Villasmil: Los hechos son mejores que los sueños
El proceso electoral del pasado 21 de noviembre, en medio de sus escombros, dejó una lamentable pero inevitable conclusión para el sufrido pueblo venezolano: tan grave como es tener que enfrentar una dictadura genocida e inhumana, es asimismo no tener una oposición con la capacidad y voluntad de hacerlo.
En medio de tanto estropicio, surge de vez en cuando la figura -a ratos vacilante, a ratos firme- de Juan Guaidó. Su estrategia de sobrevivencia se centra en varias aristas, por ejemplo: que todavía los Estados Unidos -y algunos otros países, cada vez menos, todo sea dicho- lo reconocen como el presidente legítimo; asimismo, el uso de la vieja conseja de la zanahoria y el palo a la hora de relacionarse con unos pares que parecen muy ocupados en prepararle el cadalso, cual verdugos en la corte de Enrique VIII. Hay días en que Guaidó debe sentir que su futuro puede ser el de Ana Bolena, o el de su prima Catherine Howard, ambas decapitadas por el insensible rey.

____________________

POR HACER
En el texto sobre Juan Guaidó, ¿en qué fecha se celebró el proceso electoral que se menciona?

____________________

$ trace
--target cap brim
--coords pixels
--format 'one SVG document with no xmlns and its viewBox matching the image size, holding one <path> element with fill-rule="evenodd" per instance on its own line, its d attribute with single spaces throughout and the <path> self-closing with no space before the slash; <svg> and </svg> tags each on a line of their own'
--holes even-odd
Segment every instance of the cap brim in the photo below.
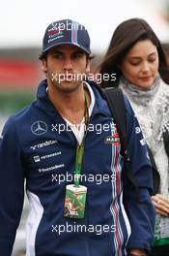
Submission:
<svg viewBox="0 0 169 256">
<path fill-rule="evenodd" d="M 42 50 L 42 53 L 46 52 L 48 49 L 61 46 L 61 45 L 71 45 L 71 46 L 76 46 L 77 48 L 81 48 L 82 50 L 84 50 L 86 53 L 91 54 L 91 50 L 86 49 L 85 48 L 81 47 L 80 45 L 76 44 L 76 43 L 70 43 L 70 42 L 62 42 L 62 43 L 57 43 L 54 44 L 48 48 L 46 48 L 45 49 Z"/>
</svg>

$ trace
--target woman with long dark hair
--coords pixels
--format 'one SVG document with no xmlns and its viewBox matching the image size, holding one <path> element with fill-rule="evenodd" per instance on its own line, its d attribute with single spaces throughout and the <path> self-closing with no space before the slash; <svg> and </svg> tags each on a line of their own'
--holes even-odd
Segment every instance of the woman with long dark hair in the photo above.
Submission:
<svg viewBox="0 0 169 256">
<path fill-rule="evenodd" d="M 144 19 L 131 18 L 116 28 L 100 73 L 116 74 L 115 81 L 103 80 L 101 86 L 121 87 L 140 122 L 154 170 L 151 255 L 169 255 L 169 71 L 162 46 Z"/>
</svg>

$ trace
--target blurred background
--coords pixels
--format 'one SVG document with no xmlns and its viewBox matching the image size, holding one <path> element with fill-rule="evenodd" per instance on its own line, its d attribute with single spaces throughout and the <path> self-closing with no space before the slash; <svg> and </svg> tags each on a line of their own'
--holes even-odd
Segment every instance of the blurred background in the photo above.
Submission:
<svg viewBox="0 0 169 256">
<path fill-rule="evenodd" d="M 146 19 L 169 53 L 169 0 L 0 0 L 0 132 L 9 115 L 35 99 L 43 79 L 39 61 L 42 36 L 52 21 L 70 18 L 87 27 L 96 55 L 93 67 L 100 62 L 116 26 L 131 17 Z M 25 202 L 14 256 L 24 255 L 27 211 Z"/>
</svg>

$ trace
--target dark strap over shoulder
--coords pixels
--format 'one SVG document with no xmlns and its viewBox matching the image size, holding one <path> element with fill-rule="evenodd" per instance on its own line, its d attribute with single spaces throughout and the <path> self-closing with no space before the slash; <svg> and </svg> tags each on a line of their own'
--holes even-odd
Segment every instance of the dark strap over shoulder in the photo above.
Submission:
<svg viewBox="0 0 169 256">
<path fill-rule="evenodd" d="M 129 169 L 129 153 L 127 150 L 127 112 L 124 102 L 124 94 L 120 88 L 107 87 L 102 89 L 102 92 L 107 100 L 108 106 L 112 112 L 112 116 L 117 125 L 120 141 L 121 153 L 124 156 L 124 200 L 126 200 L 127 190 L 128 185 L 132 185 L 136 191 L 137 200 L 139 200 L 139 186 L 137 180 Z"/>
</svg>

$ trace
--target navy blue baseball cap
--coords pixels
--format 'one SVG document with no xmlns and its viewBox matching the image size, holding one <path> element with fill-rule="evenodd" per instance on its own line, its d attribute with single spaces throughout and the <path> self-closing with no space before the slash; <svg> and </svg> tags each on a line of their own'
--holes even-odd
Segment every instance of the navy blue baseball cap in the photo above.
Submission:
<svg viewBox="0 0 169 256">
<path fill-rule="evenodd" d="M 42 40 L 42 53 L 60 45 L 73 45 L 90 54 L 90 37 L 86 28 L 80 23 L 62 19 L 49 24 Z"/>
</svg>

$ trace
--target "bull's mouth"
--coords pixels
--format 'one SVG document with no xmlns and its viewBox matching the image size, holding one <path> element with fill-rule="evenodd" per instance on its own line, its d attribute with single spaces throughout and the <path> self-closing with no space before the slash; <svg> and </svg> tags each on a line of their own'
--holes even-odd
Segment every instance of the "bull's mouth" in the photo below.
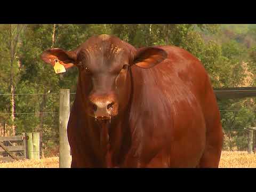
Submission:
<svg viewBox="0 0 256 192">
<path fill-rule="evenodd" d="M 95 116 L 94 118 L 96 119 L 100 120 L 109 120 L 111 119 L 111 116 L 106 117 L 106 116 Z"/>
</svg>

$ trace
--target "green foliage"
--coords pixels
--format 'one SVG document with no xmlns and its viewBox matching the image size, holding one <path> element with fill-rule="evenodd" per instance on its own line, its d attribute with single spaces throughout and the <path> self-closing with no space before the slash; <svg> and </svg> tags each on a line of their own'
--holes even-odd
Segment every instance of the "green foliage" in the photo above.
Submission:
<svg viewBox="0 0 256 192">
<path fill-rule="evenodd" d="M 10 25 L 0 25 L 0 93 L 10 93 Z M 52 46 L 53 27 L 52 24 L 27 25 L 20 34 L 14 66 L 16 93 L 58 93 L 60 89 L 76 91 L 78 70 L 75 67 L 57 75 L 51 65 L 40 59 L 42 52 Z M 183 48 L 201 61 L 215 87 L 243 86 L 247 77 L 243 62 L 247 63 L 247 70 L 253 75 L 251 84 L 256 82 L 255 25 L 57 24 L 54 47 L 74 50 L 90 36 L 102 34 L 116 36 L 138 47 L 170 45 Z M 16 64 L 18 61 L 21 67 Z M 0 97 L 1 113 L 10 113 L 10 96 Z M 38 114 L 58 113 L 58 95 L 18 95 L 15 100 L 17 113 L 36 113 L 17 114 L 15 124 L 18 132 L 40 131 L 58 137 L 58 114 Z M 244 109 L 222 111 L 223 128 L 242 129 L 253 126 L 255 113 L 250 110 L 255 108 L 254 103 L 254 100 L 249 99 L 219 101 L 220 109 Z M 10 120 L 10 114 L 0 115 L 1 124 L 8 124 Z M 233 134 L 236 139 L 230 143 L 245 143 L 245 136 L 239 134 Z M 44 142 L 48 149 L 57 143 Z"/>
</svg>

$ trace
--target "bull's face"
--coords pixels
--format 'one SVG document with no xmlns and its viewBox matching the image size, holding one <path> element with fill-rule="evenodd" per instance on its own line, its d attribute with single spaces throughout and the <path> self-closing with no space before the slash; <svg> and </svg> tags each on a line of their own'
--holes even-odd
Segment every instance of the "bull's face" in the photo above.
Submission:
<svg viewBox="0 0 256 192">
<path fill-rule="evenodd" d="M 74 51 L 51 49 L 44 52 L 41 58 L 53 66 L 58 61 L 65 68 L 77 67 L 81 105 L 87 115 L 108 119 L 127 106 L 132 66 L 149 68 L 166 57 L 162 49 L 149 47 L 137 51 L 118 38 L 101 35 L 91 37 Z"/>
</svg>

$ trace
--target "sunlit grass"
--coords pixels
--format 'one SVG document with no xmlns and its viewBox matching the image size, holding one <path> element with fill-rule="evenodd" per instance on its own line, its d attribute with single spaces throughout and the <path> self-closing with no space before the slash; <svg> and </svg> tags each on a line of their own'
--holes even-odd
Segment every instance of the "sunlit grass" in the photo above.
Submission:
<svg viewBox="0 0 256 192">
<path fill-rule="evenodd" d="M 21 160 L 0 163 L 0 168 L 58 168 L 59 157 L 39 160 Z M 247 151 L 222 151 L 219 164 L 221 168 L 256 168 L 256 154 Z"/>
</svg>

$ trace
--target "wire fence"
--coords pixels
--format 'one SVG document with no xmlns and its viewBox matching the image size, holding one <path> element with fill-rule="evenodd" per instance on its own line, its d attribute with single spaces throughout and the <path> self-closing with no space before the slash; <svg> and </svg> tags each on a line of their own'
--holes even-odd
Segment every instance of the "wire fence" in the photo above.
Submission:
<svg viewBox="0 0 256 192">
<path fill-rule="evenodd" d="M 255 91 L 255 90 L 231 90 L 231 91 Z M 227 92 L 230 91 L 214 91 L 215 92 Z M 75 95 L 75 92 L 72 92 L 70 93 L 70 95 Z M 14 93 L 14 95 L 21 96 L 21 95 L 59 95 L 59 93 Z M 11 93 L 1 93 L 0 95 L 12 95 Z M 71 98 L 70 98 L 71 100 Z M 70 105 L 71 102 L 70 102 Z M 233 110 L 226 110 L 225 109 L 220 109 L 219 111 L 222 113 L 225 112 L 231 112 L 231 111 L 256 111 L 256 109 L 233 109 Z M 31 114 L 52 114 L 57 115 L 59 112 L 57 111 L 41 111 L 41 112 L 25 112 L 25 111 L 17 111 L 14 113 L 1 113 L 0 115 L 31 115 Z M 57 118 L 57 116 L 56 116 Z M 57 121 L 56 122 L 58 122 Z M 55 125 L 58 126 L 58 125 Z M 246 130 L 237 130 L 237 129 L 230 129 L 230 130 L 223 130 L 224 133 L 224 140 L 223 148 L 225 150 L 246 150 L 248 147 L 248 131 Z M 17 132 L 17 134 L 21 133 Z M 255 135 L 255 132 L 254 135 Z M 51 131 L 50 132 L 43 132 L 42 140 L 43 142 L 47 143 L 47 142 L 52 142 L 55 143 L 55 146 L 53 144 L 53 146 L 55 147 L 58 145 L 58 142 L 59 141 L 59 132 L 58 131 Z M 253 138 L 253 143 L 256 143 L 255 137 Z M 47 148 L 47 147 L 46 147 Z"/>
</svg>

____________________

RESPUESTA
El 21 de noviembre.